(Part of a data file)

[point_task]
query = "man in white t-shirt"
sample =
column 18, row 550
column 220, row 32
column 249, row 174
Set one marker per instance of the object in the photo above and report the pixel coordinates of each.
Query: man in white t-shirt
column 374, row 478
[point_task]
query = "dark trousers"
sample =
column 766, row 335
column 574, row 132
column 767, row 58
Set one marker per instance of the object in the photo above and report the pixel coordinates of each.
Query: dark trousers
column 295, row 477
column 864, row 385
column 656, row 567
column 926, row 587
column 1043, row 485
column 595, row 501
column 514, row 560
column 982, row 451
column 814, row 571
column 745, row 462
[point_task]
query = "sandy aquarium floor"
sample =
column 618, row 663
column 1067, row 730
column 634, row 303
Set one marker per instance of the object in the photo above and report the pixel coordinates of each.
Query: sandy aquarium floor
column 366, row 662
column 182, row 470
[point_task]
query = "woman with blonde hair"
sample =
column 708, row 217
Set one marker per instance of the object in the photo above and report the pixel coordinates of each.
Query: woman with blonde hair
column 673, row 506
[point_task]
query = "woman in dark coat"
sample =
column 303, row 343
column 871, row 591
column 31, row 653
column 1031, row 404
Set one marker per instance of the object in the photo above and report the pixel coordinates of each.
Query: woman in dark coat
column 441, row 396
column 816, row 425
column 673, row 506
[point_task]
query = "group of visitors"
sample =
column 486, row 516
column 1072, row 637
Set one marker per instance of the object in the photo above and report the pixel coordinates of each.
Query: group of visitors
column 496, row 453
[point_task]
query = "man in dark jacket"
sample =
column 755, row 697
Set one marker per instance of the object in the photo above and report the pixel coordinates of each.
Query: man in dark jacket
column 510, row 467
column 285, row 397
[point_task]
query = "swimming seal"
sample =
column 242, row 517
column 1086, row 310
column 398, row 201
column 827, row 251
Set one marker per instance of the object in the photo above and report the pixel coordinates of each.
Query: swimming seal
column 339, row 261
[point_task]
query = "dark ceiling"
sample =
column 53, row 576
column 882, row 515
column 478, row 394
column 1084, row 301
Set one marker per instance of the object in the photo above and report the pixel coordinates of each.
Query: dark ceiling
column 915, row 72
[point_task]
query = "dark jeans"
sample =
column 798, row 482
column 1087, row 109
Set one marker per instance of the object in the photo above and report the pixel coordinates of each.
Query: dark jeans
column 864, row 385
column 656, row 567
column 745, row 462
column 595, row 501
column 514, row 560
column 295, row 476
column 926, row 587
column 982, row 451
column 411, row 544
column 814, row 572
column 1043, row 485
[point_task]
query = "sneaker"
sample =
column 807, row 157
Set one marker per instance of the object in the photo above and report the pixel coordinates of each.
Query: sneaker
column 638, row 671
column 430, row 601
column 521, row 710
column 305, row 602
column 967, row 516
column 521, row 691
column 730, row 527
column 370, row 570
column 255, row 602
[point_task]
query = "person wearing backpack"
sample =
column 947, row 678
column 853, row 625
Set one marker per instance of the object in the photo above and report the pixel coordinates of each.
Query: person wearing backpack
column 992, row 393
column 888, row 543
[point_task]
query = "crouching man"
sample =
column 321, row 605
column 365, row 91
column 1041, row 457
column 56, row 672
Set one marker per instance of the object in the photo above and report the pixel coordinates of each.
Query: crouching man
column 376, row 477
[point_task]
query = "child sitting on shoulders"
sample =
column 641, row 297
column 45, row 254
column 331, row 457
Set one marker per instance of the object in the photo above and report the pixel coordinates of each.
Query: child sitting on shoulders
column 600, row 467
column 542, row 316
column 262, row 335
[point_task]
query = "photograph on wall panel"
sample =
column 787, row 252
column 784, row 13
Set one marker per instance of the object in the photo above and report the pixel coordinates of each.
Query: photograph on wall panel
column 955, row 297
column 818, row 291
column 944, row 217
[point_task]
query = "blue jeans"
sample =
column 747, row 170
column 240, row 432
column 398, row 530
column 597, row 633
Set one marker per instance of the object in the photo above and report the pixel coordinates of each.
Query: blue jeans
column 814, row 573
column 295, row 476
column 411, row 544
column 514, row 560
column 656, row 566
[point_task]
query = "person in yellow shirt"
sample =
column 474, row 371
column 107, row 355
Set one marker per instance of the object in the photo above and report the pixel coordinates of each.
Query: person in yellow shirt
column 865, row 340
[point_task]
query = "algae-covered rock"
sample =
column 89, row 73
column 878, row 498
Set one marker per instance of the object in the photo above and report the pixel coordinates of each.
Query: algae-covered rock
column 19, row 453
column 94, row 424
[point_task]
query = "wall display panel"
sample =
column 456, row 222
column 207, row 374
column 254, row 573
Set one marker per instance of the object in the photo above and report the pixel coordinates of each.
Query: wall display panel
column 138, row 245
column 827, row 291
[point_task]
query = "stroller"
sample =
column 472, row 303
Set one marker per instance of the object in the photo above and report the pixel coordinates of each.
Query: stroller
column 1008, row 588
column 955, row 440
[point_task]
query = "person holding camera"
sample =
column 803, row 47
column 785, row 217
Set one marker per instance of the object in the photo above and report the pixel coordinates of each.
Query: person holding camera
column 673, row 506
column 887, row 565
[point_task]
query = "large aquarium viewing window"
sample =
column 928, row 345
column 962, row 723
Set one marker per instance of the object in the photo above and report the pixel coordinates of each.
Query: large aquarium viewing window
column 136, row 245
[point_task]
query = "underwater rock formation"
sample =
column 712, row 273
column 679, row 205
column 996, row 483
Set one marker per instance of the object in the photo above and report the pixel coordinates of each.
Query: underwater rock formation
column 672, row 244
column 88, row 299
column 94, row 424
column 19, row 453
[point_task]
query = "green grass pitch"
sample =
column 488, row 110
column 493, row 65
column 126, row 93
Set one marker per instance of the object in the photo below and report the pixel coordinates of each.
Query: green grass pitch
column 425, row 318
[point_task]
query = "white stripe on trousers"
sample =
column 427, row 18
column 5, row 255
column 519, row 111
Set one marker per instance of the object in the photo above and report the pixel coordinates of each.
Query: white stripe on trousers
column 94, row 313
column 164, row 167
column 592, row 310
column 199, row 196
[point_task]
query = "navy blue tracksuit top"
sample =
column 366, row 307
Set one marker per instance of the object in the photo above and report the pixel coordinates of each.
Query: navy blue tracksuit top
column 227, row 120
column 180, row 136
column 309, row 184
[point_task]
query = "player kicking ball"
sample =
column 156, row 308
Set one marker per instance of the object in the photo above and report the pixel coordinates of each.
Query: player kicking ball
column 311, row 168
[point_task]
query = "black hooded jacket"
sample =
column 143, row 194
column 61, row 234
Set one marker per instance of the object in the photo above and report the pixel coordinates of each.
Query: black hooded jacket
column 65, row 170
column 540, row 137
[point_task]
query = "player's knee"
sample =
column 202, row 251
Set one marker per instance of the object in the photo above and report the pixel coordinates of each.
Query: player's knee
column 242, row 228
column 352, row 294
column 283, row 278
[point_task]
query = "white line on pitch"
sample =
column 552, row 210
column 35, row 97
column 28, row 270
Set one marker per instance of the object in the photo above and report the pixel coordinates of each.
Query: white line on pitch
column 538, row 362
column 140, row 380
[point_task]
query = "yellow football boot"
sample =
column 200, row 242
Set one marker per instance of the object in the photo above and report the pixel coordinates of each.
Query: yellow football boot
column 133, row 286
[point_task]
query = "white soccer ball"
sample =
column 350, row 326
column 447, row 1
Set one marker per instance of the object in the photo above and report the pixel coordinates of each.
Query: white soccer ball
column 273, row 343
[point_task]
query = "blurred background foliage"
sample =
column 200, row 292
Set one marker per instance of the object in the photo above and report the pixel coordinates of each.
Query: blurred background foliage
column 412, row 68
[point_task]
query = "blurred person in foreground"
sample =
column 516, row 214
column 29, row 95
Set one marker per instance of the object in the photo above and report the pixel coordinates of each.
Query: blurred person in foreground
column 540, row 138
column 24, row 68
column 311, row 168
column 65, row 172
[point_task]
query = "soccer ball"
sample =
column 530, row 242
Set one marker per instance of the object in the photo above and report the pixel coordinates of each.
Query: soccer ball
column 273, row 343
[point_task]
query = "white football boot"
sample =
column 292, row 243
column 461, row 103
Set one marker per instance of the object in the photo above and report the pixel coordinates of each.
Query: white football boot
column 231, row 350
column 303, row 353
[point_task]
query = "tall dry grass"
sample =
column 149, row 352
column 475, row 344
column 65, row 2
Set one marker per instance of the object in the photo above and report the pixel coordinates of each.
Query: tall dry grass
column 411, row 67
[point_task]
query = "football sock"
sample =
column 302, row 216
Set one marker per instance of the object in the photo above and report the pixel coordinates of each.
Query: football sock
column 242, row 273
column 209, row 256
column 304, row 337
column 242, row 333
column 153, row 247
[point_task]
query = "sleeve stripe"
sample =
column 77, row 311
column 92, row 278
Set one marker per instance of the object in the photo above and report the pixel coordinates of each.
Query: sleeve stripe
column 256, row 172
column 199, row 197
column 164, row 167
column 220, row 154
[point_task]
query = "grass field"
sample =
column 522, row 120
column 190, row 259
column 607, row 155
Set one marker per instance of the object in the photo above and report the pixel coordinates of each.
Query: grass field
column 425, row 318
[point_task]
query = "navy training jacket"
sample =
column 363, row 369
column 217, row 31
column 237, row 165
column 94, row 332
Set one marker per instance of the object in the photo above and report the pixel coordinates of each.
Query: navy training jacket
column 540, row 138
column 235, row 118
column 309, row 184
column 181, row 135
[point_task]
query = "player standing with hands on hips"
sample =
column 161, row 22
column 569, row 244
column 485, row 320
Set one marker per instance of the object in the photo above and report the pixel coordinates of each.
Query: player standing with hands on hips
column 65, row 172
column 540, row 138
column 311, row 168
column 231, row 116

Work to be completed: Copy the rows above without any changes, starting at the first row and ending at the line that contains "column 374, row 478".

Solution below:
[point_task]
query = "man in white t-shirt"
sample =
column 18, row 550
column 220, row 32
column 249, row 174
Set one marker per instance of the object in the photo above and report the pixel coordinates of each.
Query: man in white t-shirt
column 374, row 478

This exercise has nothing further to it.